▶ BRIEF
Please copy out the items below, changing "one marker per instance" to "one point for each instance" and keeping everything else the same. Leave the pictures out of your copy.
## BEGIN DATA EXTRACT
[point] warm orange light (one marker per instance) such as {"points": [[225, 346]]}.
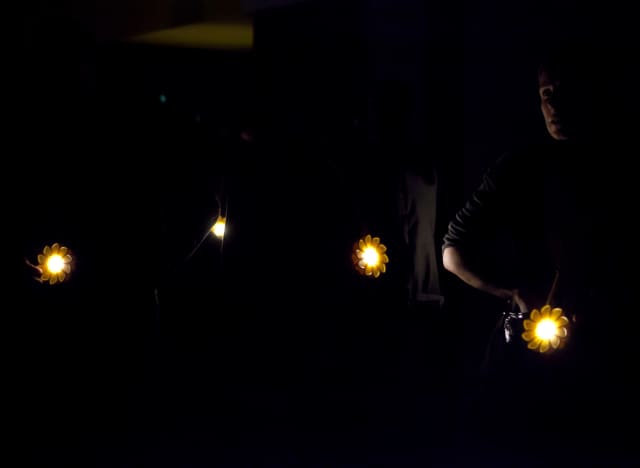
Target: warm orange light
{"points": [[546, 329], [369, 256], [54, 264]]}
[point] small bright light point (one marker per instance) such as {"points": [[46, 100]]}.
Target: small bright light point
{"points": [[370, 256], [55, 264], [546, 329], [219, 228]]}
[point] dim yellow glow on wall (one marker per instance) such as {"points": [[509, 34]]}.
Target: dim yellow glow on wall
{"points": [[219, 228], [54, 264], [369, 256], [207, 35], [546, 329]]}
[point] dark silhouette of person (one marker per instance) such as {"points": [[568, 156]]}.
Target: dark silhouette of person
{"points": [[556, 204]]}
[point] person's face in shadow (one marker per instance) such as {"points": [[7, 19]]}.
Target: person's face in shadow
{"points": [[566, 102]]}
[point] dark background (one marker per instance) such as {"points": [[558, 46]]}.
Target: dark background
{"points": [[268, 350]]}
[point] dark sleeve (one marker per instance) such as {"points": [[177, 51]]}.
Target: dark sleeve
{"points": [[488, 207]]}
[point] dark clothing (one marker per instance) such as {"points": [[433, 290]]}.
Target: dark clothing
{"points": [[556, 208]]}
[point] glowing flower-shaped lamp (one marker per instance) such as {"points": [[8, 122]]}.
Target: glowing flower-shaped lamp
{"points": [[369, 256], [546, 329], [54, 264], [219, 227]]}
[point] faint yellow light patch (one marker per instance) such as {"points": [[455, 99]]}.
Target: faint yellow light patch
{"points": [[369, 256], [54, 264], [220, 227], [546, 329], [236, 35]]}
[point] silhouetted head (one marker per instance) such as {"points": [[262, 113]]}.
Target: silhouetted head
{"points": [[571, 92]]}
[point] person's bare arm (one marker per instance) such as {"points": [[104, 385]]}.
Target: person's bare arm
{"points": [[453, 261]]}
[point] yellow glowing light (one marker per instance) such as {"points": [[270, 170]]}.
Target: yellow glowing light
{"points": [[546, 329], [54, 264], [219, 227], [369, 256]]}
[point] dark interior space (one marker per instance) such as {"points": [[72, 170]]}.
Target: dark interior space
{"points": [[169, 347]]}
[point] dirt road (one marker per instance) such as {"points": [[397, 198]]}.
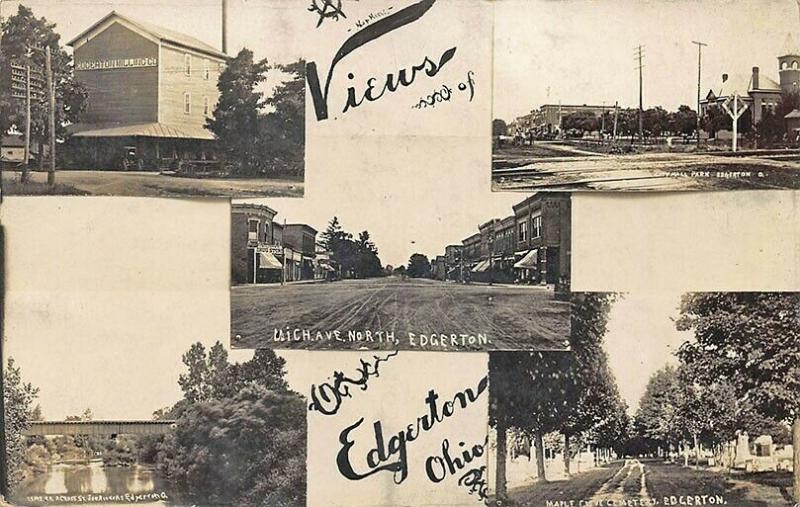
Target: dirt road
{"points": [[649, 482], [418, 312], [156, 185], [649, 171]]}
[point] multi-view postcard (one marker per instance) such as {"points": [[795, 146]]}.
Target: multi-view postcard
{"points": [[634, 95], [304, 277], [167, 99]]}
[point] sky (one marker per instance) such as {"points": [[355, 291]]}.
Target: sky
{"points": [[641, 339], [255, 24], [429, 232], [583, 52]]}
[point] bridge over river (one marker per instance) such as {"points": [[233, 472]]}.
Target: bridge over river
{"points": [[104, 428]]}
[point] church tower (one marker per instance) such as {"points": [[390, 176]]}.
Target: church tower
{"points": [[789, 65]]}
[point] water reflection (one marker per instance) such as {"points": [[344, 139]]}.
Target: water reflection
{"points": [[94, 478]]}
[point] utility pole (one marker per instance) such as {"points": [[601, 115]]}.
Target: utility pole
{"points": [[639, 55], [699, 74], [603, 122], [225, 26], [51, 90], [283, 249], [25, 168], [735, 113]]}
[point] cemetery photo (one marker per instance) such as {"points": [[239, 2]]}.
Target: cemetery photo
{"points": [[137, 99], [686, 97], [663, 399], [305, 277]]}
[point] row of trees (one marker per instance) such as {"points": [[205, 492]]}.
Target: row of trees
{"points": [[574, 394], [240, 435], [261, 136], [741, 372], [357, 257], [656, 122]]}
## END DATA EXTRACT
▶ EXERCISE RESPONSE
[point] warm orange light (one point for each instance) such as {"points": [[225, 346]]}.
Target: warm orange light
{"points": [[546, 329], [369, 256], [54, 264]]}
[point] small bright light point (one point for each instance) such as {"points": [[46, 100]]}.
Target: small bright light point
{"points": [[370, 256], [55, 264], [546, 329], [219, 228]]}
[point] dim yellow glow on wall (one point for each instance) such as {"points": [[509, 34]]}.
Target: dim yellow glow on wall
{"points": [[219, 228], [54, 264], [369, 256], [207, 35], [546, 329]]}
[point] dark silhouette of person (one point for each instance) such as {"points": [[568, 156]]}.
Target: dark silhouette of person
{"points": [[556, 204]]}
[point] person's face in shadow (one point for each instance) such as {"points": [[7, 19]]}.
Target: person's face in shadow
{"points": [[566, 102]]}
[point] dark background (one point for each instance) such as {"points": [[558, 46]]}.
Target: dark background
{"points": [[268, 350]]}
[point] dark sleeve (one point for each instance) such as {"points": [[177, 51]]}.
Target: dark sleeve
{"points": [[488, 207]]}
[point] dark clothing (one point for each instance) such as {"points": [[433, 290]]}.
Target: dark clothing
{"points": [[556, 208]]}
[point] glowing flower-shaped lamp (one point for each instance) such as {"points": [[8, 122]]}.
Target: glowing flower-shaped lamp
{"points": [[369, 256], [546, 329], [54, 264], [219, 227]]}
[point] faint yellow light patch (one point for each instance) such as {"points": [[455, 99]]}.
Target: faint yellow light patch
{"points": [[369, 256], [54, 264], [220, 227], [546, 329], [236, 35]]}
[point] silhouetted head (one point for each instance) such as {"points": [[262, 113]]}.
Target: silhouetted head
{"points": [[571, 92]]}
[point] person's bare arm (one point for each instance) such as {"points": [[104, 385]]}.
Target: person's bare arm
{"points": [[453, 261]]}
[point] yellow glowing light (one point for each instance) such as {"points": [[270, 170]]}.
Target: yellow glowing light
{"points": [[546, 329], [54, 264], [219, 227], [369, 256]]}
[point] dark interior space (one point for each instance) such as {"points": [[72, 170]]}.
Target: dark interior space
{"points": [[169, 347]]}
[point] dirt road (one point for each instance) such as {"points": [[397, 198]]}.
Target: dirt road
{"points": [[649, 482], [418, 312], [156, 185], [649, 171]]}
[point] multi-view postcard (one point for each instance) such as {"points": [[795, 146]]}.
Target: multi-view postcard
{"points": [[634, 95], [304, 277], [167, 99]]}
[point] sky (one point for each instance) such as {"points": [[355, 291]]}.
Target: sky
{"points": [[641, 339], [255, 24], [429, 232], [583, 52]]}
[point] bridge over river (one point for each instance) such as {"points": [[233, 472]]}.
Target: bridge over river
{"points": [[104, 428]]}
[point] church tower (one point for each instance) such as {"points": [[390, 176]]}.
Target: church tower
{"points": [[789, 65]]}
[point] water reflection (one point for each instance) such as {"points": [[344, 139]]}.
Target: water reflection
{"points": [[94, 478]]}
[point] utility pole (one point for each instance) such as {"points": [[601, 115]]}.
Target: utility pole
{"points": [[639, 55], [699, 74], [603, 122], [225, 26], [51, 90], [283, 249], [25, 168], [735, 113]]}
[point] cemetery photo (one point for each instance) such as {"points": [[239, 2]]}.
Target: cemetery photo
{"points": [[137, 99], [686, 97], [663, 399], [305, 277]]}
[point] row of trees (one point for each instance) such as {"points": [[205, 492]]}.
Target: row of trees
{"points": [[574, 394], [240, 435], [261, 136], [741, 372], [357, 257], [656, 122]]}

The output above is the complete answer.